Summary statistics are limiting

Code 
datasaurus_dozen |>
  filter(dataset %in% c('dino', 'star')) |>
  group_by(dataset) |>
  summarize(
    avg_x = round(mean(x), digits = 2), 
    sd_x = round(sd(x), digits = 2),
    avg_y = round(mean(y), digits = 2),
    sd_y = round(sd(y), digits = 2),
    cor_xy = round(cor(x,y), digits = 2)
    ) |>
  mutate(dataset = str_to_title(dataset)) |> 
  gt() |>
  cols_label(
    avg_x = "Mean of x",
    sd_x = "Std. Dev. of x",
    avg_y = "Mean of y",
    sd_y = "Std. Dev. of y",
    cor_xy = "Correlation") |> 
  tab_options(
    table.width = pct(85),
    table.font.size = 35)

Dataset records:
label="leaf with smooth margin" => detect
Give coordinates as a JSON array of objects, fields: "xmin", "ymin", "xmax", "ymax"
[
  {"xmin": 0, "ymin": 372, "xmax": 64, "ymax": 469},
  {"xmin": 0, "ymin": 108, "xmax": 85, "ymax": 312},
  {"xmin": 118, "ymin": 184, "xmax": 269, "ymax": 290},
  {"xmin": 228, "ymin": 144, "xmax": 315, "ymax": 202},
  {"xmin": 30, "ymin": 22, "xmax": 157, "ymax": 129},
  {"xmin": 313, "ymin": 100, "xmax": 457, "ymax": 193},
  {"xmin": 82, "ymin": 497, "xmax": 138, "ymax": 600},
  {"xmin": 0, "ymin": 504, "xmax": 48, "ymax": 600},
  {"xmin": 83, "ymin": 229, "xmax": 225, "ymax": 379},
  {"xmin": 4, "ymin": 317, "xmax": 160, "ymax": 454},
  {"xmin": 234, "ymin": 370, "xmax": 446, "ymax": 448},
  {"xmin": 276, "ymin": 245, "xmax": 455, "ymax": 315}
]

▶ JOBS:
[A] In the summary statistics code, which two datasets does the filter keep?
[B] Extend the summary statistics code past its last line.
These rows come from a separate source.

▶ ANSWERS FOR THIS EXERCISE:
[A] The dino and star datasets.

[B]
dataset Mean of x Std. Dev. of x Mean of y Std. Dev. of y Correlation
Dino 54.26 16.77 47.83 26.94 -0.06
Star 54.27 16.77 47.84 26.93 -0.06
Code 
datasaurus_dozen |>
  filter(dataset %in% c('dino', 'star')) |>
  mutate(dataset = str_to_title(dataset)) |>
  ggplot(aes(x = x, y = y)) +
  geom_point() +
  facet_wrap(~dataset) +
  theme_minimal() +
  theme(
    panel.grid=element_blank(),
    strip.text=element_text(size=35),
    axis.ticks=element_blank(),
    axis.text=element_blank(),
    axis.title=element_text(size=30)
  )

Exercise

See beyond summary statistics
  • Select the datasets x_shape & bullseye from the data.frame datasaurus_dozen
  • Create a table showing the following statistics for the two datasets:
    • mean of x and y,
    • standard deviation of x and y, and
    • covariance between x and y
  • Create a plot showing the two datasets

Here is some code to get you started:

Code 
library(datasauRus)
library(dplyr)
library(ggplot2)
library(gt)
library(stringr)
library(tidyr)
filter(datasaurus_dozen, dataset %in% c('x_shape', 'bullseye')) |>
  str(give.attr = FALSE)
tibble [284 × 3] (S3: tbl_df/tbl/data.frame)
 $ dataset: chr [1:284] "x_shape" "x_shape" "x_shape" "x_shape" ...
 $ x      : num [1:284] 38.3 35.8 32.8 33.7 37.2 ...
 $ y      : num [1:284] 92.5 94.1 88.5 88.6 83.7 ...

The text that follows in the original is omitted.